> Texto de partida:
Anteayer fue lunes 31 de julio de 2017. Me levanté y me hice unos mates, escuché unas noticias horribles en la radio (la repetición de noticias horribles en esta Argentina post neoliberal es una constante lamentable). Aburrido mientras terminaba mi alfajor Shot comprado en oferta en el Día (últimamente el  50% de mis compras son de las ofertas de Día), agarré el celular y leí algunas de las infinitas noticias que la corporación hegemónica quiere que leamos y consumamos. Creo que le dicen la «post verdad» a esa construcciónde sentido de lo real, a ese intento por edificar una verdad única e inmodificable. De repente, me encontré con LA noticia: se murió Jeanne Moreau. Me quedé duro. Volví a leer y sí, se murió nomás. Tenía 89 años, aunque para mí siempre tuvo la edad que le descubrí en Jules et Jim, en La novia vestía de negro, en Ascensor para el cadalso, o también en La noche. Recordándola y con cierta conmoción por su muerte, me acordé de mi iniciación cinéfila, o lo que Flaubert denomina «educación sentimental», hecha de películas de la nouvelle vague y novelas de Pierre Drieu La Rochelle, o de Henri-Pierre Roché (como Jules et Jim), o de Louis Ferdinand Céline, autores que al azar siempre encontraba dispersos en la biblioteca de mis padres.

> Ejercicio:
Sigue escribiendo el relato sobre la muerte de Jeanne Moreau justo después de su última oración.

> Datos:
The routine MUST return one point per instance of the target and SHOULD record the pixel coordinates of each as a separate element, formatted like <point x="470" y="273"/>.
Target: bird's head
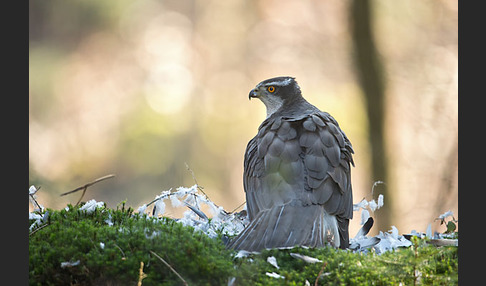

> Respuesta:
El rostro de Moreau conforma una serie propia en mi recuerdo, independientemente del director que estuviera detrás de la cámara. Algo de ese extrañamiento existencialista tan propio de la Europa de la posguerra se encarnó en el alma de esa mujer lo suficientemente misteriosa que dio presencia a una sexualidad diversa cuando esa categoría todavía no estaba en boga. Ese rostro cargado de un aura de filosofía vital y misteriosa irradió belleza desde sus orígenes, cuando fue dirigida por Louis Malle, Truffaut, Orson Welles o Buñuel. Y se mantuvo joven y radiante hasta sus últimos años, filmando para las nuevas generaciones de cineastas franceses como François Ozon o Luc Besson, o para cineastas fundamentales del viejo continente como Manoel de Oliveira y Theodoros Angelopoulos. Siempre atenta al paso del tiempo, Jeanne Moreau conservó su belleza a través de las arrugas y siempre mostró la verdad de su expresión sin vulgares preocupaciones estéticas.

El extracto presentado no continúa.